Stored data entries
== Segment start ==

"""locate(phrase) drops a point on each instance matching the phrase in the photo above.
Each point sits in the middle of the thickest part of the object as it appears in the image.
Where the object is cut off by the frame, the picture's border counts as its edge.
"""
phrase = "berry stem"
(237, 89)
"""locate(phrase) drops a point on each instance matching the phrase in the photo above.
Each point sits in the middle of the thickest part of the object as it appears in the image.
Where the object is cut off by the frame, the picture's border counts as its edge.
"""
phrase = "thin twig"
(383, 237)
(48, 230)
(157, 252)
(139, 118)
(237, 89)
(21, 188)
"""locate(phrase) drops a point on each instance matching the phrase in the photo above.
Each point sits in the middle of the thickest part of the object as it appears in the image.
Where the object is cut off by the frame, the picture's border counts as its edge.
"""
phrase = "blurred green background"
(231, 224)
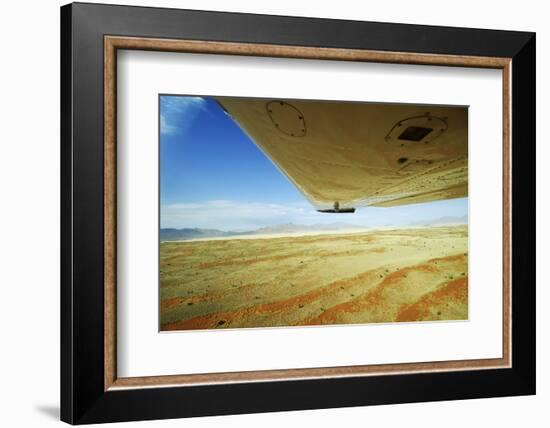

== Segment end ==

(Work instruction)
Each entry above is to be restated exactly, without its images.

(Response to this exercise)
"""locate(phrase) drops a point on each instance matching the phrase in the photo above.
Each point sits in the middle of the thickest part of the object as it appears in the image.
Where the object is cut off by the frame, the picture's border counts as its edge.
"""
phrase = "berry stem"
(237, 89)
"""locate(phrase) drops a point on each instance matching the phrase in the photo above.
Each point sits in the middle of the thickest part of the object as it appears in the image.
Where the object is cut off by the frame, the picture's border counts as its edge.
"""
phrase = "thin twig"
(383, 237)
(48, 230)
(157, 252)
(139, 118)
(237, 89)
(21, 188)
"""locate(phrase) drops a point on each instance matching the phrase in the photo above.
Each point sits in the middle of the thickest part of the object as it appears in the image.
Where the object is cut off by the frame, the picture's border counts as its edge.
"""
phrase = "blurred green background"
(231, 224)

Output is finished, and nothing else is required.